* [Data provided]:

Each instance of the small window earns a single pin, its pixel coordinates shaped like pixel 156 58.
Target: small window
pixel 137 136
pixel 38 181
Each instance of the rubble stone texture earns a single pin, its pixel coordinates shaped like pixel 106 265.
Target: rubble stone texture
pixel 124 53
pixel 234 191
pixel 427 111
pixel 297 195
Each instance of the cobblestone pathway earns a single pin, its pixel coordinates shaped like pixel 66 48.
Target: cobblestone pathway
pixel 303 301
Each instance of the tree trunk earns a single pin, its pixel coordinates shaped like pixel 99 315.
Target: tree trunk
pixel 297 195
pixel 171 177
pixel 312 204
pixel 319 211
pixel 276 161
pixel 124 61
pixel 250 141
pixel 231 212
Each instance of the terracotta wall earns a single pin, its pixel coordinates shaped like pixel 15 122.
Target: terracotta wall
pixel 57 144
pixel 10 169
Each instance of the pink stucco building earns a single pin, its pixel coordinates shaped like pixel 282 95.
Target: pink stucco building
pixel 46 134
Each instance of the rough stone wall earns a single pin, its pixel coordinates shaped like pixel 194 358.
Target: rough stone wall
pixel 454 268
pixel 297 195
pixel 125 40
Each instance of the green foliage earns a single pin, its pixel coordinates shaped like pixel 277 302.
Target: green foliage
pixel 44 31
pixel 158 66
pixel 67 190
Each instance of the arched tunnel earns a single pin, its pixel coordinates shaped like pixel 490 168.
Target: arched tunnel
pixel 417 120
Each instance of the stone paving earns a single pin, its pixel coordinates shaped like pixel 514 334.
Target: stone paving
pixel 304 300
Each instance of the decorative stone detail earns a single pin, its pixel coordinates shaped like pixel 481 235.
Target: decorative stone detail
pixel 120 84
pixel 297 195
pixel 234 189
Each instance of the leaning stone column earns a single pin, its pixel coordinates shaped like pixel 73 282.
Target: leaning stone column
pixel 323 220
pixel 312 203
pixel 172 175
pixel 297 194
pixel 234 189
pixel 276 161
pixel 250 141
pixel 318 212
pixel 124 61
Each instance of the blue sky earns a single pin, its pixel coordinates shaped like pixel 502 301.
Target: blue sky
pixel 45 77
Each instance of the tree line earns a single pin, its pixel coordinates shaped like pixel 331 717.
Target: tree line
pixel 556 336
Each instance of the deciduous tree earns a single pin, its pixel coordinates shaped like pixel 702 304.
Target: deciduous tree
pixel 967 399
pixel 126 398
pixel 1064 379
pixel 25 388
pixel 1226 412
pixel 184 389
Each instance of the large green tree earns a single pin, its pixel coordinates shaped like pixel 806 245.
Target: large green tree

* [Description of the task]: Copy all of the material above line for line, keeping every word and number unchanged.

* [Exercise response]:
Each instance of the small window earns a single pin, its pixel coordinates shaped like pixel 156 58.
Target: small window
pixel 137 136
pixel 38 181
Each instance of the rubble stone texture earns a single pin, its pixel coordinates shaped like pixel 106 265.
Target: rubble stone texture
pixel 124 53
pixel 234 191
pixel 427 111
pixel 297 195
Each instance of the cobblestone pathway earns a single pin, its pixel coordinates shaped like pixel 66 48.
Target: cobblestone pathway
pixel 303 301
Each instance of the tree trunk earns a single pin, its pixel coordinates shaped like pixel 99 315.
Target: tree trunk
pixel 297 195
pixel 171 177
pixel 312 204
pixel 319 211
pixel 276 161
pixel 124 61
pixel 250 141
pixel 231 212
Each instance of the terracotta wall earns a single pin, its pixel coordinates shaped like pixel 15 122.
Target: terracotta wall
pixel 57 144
pixel 10 169
Each instance of the pink stucco building earns a single pin, its pixel coordinates shaped like pixel 282 95.
Target: pink stucco building
pixel 46 134
Each instance of the rough stone wall earns a single pin, its pixel coordinates shaped like pixel 194 358.
Target: rough stone wall
pixel 454 268
pixel 297 195
pixel 125 40
Each instance of the green foliage earns a single pin, its pixel coordinates shaped like pixel 277 302.
Target: green foliage
pixel 44 31
pixel 158 66
pixel 67 190
Each instance of the arched tunnel earns a single pin, its pixel coordinates shaped like pixel 490 168.
Target: arched tunnel
pixel 417 120
Each instance of the stone paving earns a single pin, its pixel coordinates shaped like pixel 514 334.
Target: stone paving
pixel 304 300
Each instance of the decorative stone detail earns a single pin, its pixel coordinates shaped like pixel 481 235.
Target: decorative stone detail
pixel 120 84
pixel 297 195
pixel 234 189
Each instance of the leaning stone column earns a single pin, its pixel coordinates shaped like pixel 73 282.
Target: leaning stone column
pixel 323 220
pixel 312 203
pixel 172 175
pixel 297 194
pixel 234 189
pixel 276 161
pixel 250 141
pixel 318 212
pixel 124 61
Each instance of the blue sky earns a single pin, its pixel coordinates shaped like pixel 502 301.
Target: blue sky
pixel 45 77
Each instance of the tree line earns a single pin, its pixel coordinates shaped like pixel 331 717.
Target: tree line
pixel 556 336
Each instance of the deciduous tree earns a single pin, its pixel coordinates shaped like pixel 702 304.
Target: deciduous tree
pixel 967 399
pixel 126 398
pixel 1064 379
pixel 25 388
pixel 1226 412
pixel 184 389
Each instance of the large green tree earns a single pin, its pixel coordinates shaped like pixel 806 245.
Target: large green tree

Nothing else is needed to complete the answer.